*** Task inputs ***
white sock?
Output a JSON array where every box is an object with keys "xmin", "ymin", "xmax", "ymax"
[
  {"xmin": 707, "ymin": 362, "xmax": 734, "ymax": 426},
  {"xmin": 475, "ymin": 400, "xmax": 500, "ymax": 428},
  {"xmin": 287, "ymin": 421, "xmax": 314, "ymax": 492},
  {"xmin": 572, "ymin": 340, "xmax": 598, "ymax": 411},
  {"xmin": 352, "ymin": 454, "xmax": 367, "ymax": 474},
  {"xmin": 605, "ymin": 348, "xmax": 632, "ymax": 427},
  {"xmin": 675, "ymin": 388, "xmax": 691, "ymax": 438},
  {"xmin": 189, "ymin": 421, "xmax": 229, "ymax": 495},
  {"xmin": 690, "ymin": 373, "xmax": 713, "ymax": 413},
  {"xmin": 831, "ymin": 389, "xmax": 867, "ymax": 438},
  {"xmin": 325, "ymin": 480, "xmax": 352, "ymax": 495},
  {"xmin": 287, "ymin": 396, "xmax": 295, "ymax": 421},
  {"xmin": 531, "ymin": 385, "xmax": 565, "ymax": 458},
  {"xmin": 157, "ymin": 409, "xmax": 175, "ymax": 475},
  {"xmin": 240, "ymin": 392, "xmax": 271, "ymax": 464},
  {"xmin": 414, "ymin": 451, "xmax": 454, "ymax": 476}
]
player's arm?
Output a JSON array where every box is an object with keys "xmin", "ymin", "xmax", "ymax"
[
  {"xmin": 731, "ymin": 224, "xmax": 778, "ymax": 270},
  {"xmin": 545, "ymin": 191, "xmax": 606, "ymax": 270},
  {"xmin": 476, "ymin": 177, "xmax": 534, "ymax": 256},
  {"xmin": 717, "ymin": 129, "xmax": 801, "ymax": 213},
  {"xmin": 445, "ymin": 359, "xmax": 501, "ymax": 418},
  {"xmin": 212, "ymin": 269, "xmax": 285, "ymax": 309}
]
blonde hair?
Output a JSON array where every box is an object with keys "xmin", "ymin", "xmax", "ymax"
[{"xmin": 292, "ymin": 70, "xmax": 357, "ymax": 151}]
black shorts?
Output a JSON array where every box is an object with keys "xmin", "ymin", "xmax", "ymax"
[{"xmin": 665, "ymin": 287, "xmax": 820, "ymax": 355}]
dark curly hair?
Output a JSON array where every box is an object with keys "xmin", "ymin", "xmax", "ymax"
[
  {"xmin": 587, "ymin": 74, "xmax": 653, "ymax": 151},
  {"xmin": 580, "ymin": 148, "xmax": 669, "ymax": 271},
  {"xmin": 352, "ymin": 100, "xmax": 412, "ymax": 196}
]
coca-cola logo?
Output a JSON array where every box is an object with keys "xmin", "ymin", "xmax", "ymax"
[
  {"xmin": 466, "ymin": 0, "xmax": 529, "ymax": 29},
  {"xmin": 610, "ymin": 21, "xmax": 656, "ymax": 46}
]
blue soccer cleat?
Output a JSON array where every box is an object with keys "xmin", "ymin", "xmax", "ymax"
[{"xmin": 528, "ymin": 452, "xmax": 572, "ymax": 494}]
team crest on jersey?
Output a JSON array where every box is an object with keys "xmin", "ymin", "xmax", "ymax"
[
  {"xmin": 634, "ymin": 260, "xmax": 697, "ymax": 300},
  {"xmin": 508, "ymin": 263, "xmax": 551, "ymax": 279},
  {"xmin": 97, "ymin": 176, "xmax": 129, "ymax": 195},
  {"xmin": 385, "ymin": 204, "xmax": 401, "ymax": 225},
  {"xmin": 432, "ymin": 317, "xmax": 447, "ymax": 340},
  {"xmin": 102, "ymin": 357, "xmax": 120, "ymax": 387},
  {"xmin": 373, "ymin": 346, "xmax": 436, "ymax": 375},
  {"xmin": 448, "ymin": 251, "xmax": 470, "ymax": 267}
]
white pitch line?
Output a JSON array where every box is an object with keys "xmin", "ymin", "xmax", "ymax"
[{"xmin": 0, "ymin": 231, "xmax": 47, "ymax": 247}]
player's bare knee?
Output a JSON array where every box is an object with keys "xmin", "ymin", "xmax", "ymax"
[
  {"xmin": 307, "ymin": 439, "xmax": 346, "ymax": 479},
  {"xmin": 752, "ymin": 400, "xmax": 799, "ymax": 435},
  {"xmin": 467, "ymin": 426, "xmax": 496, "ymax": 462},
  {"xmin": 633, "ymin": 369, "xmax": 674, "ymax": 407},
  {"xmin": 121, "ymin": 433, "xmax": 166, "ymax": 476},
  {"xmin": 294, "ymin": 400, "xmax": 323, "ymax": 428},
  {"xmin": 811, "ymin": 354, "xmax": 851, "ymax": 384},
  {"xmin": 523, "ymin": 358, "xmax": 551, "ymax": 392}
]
*** End of Task inputs ***
Your instructions:
Scan the entries above for the line containing "dark curly hair?", and copy it and all lines after it exactly, down to and including the line containing "white pitch line?".

Solution:
dark curly hair?
Output a JSON array where every box is an object with keys "xmin", "ymin", "xmax", "ymax"
[
  {"xmin": 587, "ymin": 74, "xmax": 653, "ymax": 151},
  {"xmin": 580, "ymin": 148, "xmax": 669, "ymax": 271},
  {"xmin": 352, "ymin": 100, "xmax": 412, "ymax": 196}
]
coca-cola logo?
Output a JSON array where every box is an object with keys "xmin", "ymin", "xmax", "ymax"
[
  {"xmin": 466, "ymin": 0, "xmax": 529, "ymax": 29},
  {"xmin": 610, "ymin": 21, "xmax": 656, "ymax": 46}
]
blue soccer cleat?
Output a JSON array where every box is an object with keys "xmin", "ymin", "xmax", "ymax"
[{"xmin": 528, "ymin": 452, "xmax": 572, "ymax": 494}]
team crest on jersey?
Output a JSON array where every box is an object with keys "xmin", "ymin", "xmax", "ymax"
[
  {"xmin": 634, "ymin": 260, "xmax": 697, "ymax": 300},
  {"xmin": 508, "ymin": 263, "xmax": 551, "ymax": 279},
  {"xmin": 97, "ymin": 176, "xmax": 129, "ymax": 195},
  {"xmin": 385, "ymin": 204, "xmax": 401, "ymax": 225},
  {"xmin": 432, "ymin": 317, "xmax": 447, "ymax": 340},
  {"xmin": 102, "ymin": 357, "xmax": 120, "ymax": 387},
  {"xmin": 373, "ymin": 346, "xmax": 436, "ymax": 375},
  {"xmin": 448, "ymin": 251, "xmax": 470, "ymax": 267}
]
white pitch line?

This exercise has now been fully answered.